### Exercise task 1
In the Tree code below, condense the nested class block that begins "class Position:" into a short bulleted list that keeps its main facts.

### Text to read
****
Python Implementation#

Abstract Data Type: Tree#

class Tree:
    """Abstract base class representing a tree structure"""

    #---------------- nested Position class
    class Position:
        """An abstraction representing the location of a single element"""

        def element(self):
            """Return the element stored at this Position"""
            raise NotImplementedError('must be implemented by subclass')
        
        def __eq__(self, other):
            """Return True if other Position represents the same location"""
            raise NotImplementedError('must be implemented by subclass')
        
        def __ne__(self, other):
            """Return True if other does not present the same location"""
            return not (self == other)
        
    # ------------ abstract methods that concrete subclass must support -------
    def root(self):
        """Return Position representing the tree's root"""
        raise NotImplementedError('must be implemented by subclass')
    
    def parent(self, position):
        """Return Position representing position's parent """
        raise NotImplementedError('must be implemented by subclass')
****
(Coordinate labeling records)
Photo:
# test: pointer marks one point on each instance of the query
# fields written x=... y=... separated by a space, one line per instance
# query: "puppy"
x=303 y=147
****
### Exercise task 2
Reproduce every line of the coordinate labeling records above, character for character.

### Correct output 1
- Position is a class nested inside Tree. It represents the location of a single element.
- element(): returns the element stored at this Position. A subclass must implement it; otherwise it raises NotImplementedError.
- __eq__(other): returns True if the other Position represents the same location. A subclass must implement it; otherwise it raises NotImplementedError.
- __ne__(other): returns True if the other Position does not represent the same location. It is computed as not (self == other).

### Correct output 2
Photo:
# test: pointer marks one point on each instance of the query
# fields written x=... y=... separated by a space, one line per instance
# query: "puppy"
x=303 y=147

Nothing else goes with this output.